Task to complete |
How many lines in the records below contain the word "palm"? Reply with the number alone.

Given records |

— BEGIN —

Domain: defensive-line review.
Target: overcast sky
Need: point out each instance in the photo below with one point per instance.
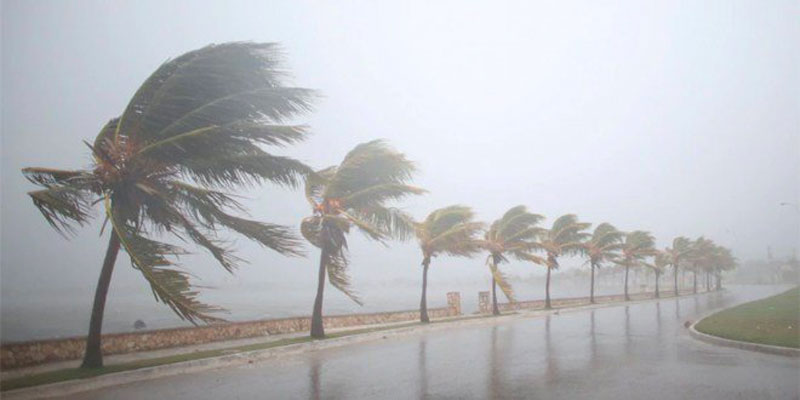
(681, 118)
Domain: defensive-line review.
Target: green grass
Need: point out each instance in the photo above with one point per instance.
(79, 373)
(773, 321)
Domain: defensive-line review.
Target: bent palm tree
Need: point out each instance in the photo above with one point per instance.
(681, 248)
(637, 246)
(514, 234)
(565, 237)
(450, 230)
(604, 245)
(191, 130)
(354, 193)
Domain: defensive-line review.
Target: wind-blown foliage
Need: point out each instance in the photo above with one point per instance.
(355, 193)
(565, 237)
(196, 127)
(676, 256)
(512, 235)
(638, 245)
(603, 246)
(450, 231)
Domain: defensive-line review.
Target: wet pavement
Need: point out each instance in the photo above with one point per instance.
(636, 351)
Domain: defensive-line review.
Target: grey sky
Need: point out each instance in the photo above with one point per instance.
(681, 118)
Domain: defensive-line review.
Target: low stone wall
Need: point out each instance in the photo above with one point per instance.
(485, 301)
(22, 354)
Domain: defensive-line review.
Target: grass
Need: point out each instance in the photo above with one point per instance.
(80, 373)
(773, 321)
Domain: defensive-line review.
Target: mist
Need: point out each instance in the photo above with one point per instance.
(682, 119)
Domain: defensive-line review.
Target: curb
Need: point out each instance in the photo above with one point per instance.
(719, 341)
(71, 387)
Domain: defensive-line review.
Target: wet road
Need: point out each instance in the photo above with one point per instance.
(636, 351)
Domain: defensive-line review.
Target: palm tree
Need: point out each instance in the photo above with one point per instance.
(514, 234)
(637, 246)
(450, 230)
(354, 193)
(565, 237)
(660, 263)
(604, 245)
(191, 131)
(681, 248)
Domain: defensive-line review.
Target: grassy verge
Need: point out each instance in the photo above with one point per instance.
(79, 373)
(773, 321)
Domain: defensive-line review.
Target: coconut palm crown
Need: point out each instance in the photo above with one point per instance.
(676, 256)
(512, 235)
(193, 131)
(565, 237)
(450, 231)
(638, 245)
(601, 247)
(354, 194)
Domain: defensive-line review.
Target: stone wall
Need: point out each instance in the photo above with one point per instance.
(21, 354)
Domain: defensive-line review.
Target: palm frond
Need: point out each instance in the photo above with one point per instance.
(169, 285)
(276, 237)
(241, 82)
(392, 222)
(378, 194)
(224, 170)
(367, 165)
(63, 206)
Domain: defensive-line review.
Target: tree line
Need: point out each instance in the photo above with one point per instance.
(197, 132)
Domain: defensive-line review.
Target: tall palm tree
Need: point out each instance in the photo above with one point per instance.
(680, 250)
(514, 234)
(658, 266)
(602, 246)
(565, 237)
(638, 245)
(451, 231)
(192, 130)
(355, 193)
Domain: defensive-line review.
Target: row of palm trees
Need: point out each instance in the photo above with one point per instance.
(516, 235)
(196, 132)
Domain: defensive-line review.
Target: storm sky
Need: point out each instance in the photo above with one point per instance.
(681, 118)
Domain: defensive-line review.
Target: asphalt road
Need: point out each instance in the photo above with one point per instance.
(639, 351)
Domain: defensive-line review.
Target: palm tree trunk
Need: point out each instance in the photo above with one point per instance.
(627, 298)
(547, 290)
(495, 309)
(317, 330)
(423, 304)
(676, 280)
(591, 291)
(93, 358)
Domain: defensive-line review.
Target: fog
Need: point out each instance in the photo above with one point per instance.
(676, 118)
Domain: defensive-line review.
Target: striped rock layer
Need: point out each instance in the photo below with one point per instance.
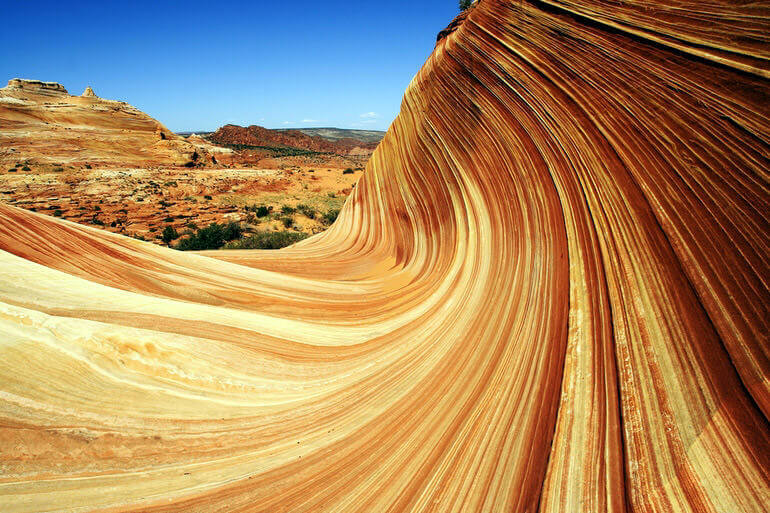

— END —

Solution to the problem |
7